— Begin PAGE TEXT —

I'll probably get a Specialized bike from my LBS with free yearly tune ups. But with the sale price it is tempting.


----------



## beckham23 (Jan 25, 2012)

Thanks, I've seen them going for sub-$3k on eBay or at my local BMW dealerships now. Guess they really aren't selling like hot cakes as BMW might have expected.

With all respect of the opinions above, (you all did a good job, I'm well sold and my mind had definitely moved on from this bike), I am still surprised that I have not seen one review of this bike on the web, no magazines, no owner reviews. 

Just when you thought you can google and find anything on the web these days, it still requires someone to write it first I guess.


----------



## zender (Jun 20, 2009)

Beady Eyes said:


> Weight: 7.4 kg carbon frame




Obviously they mean the whole bike, but that would be some seriously heavy frame at that weight.

I'm not sure what the exchange rate is right now, but for 2600 bucks US you can get pretty much any mainstream carbon Ultegra (non Di2 of course) bike from a retail shop. And, generally, you'll get some stuff tossed in like extra tubes, free tunes for a year and that sort of thing. You may have to haggle a bit.

If one was going to go with cool badging on a bike for coolness sake, I'd rather see it badged like a high end sport bike like Ducati or Aprilia than a cage, but I like 2 wheels, what can I say.


----------



## rayovolks (Dec 13, 2007)

Colnago for Ferrari

or

S-works + McLaren Venge

Everything else is just brand-chaser catalog merchandise.


----------



## milkbaby (Aug 14, 2009)

beckham23 said:


> Thanks, I've seen them going for sub-$3k on eBay or at my local BMW dealerships now. Guess they really aren't selling like hot cakes as BMW might have expected.

— End PAGE TEXT —
— Begin DATA —

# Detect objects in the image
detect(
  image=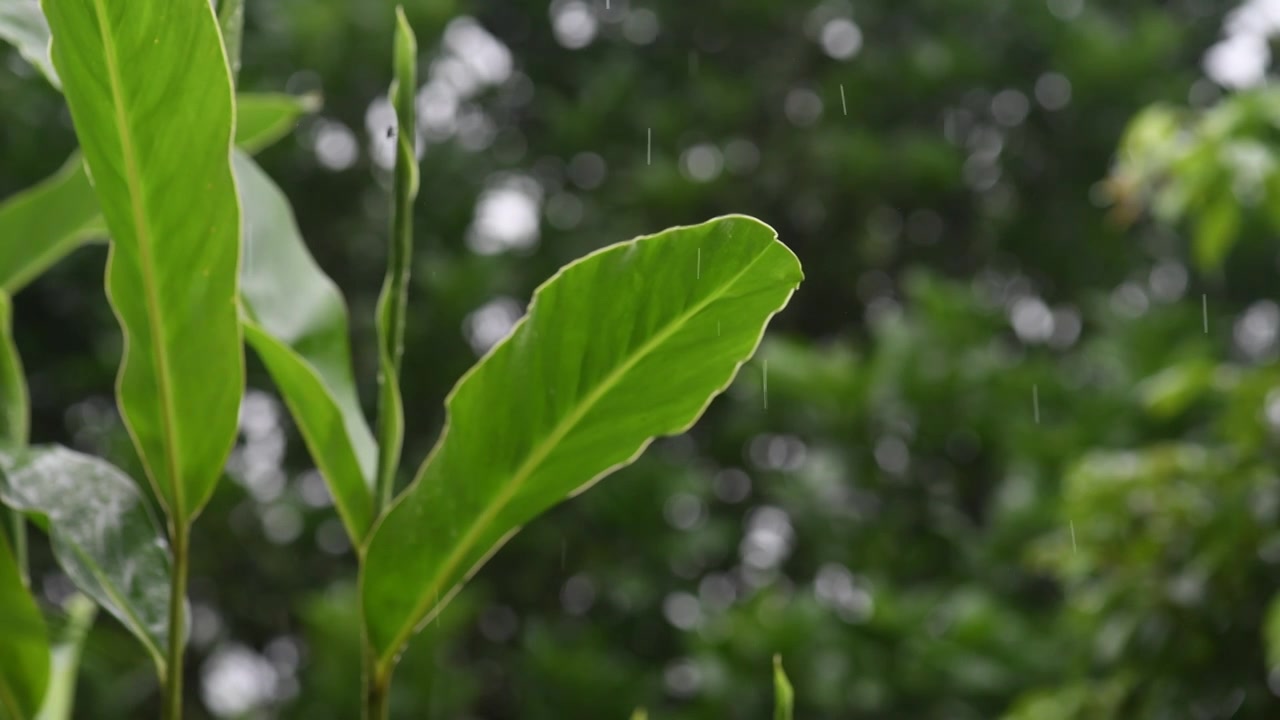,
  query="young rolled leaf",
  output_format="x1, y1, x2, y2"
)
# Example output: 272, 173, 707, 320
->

— End DATA —

_STATED GOAL_
In the bike forum thread, where does beckham23 say the bikes have been selling for under $3k?

_ANSWER TO THE EXERCISE_
On eBay or at beckham23's local BMW dealerships.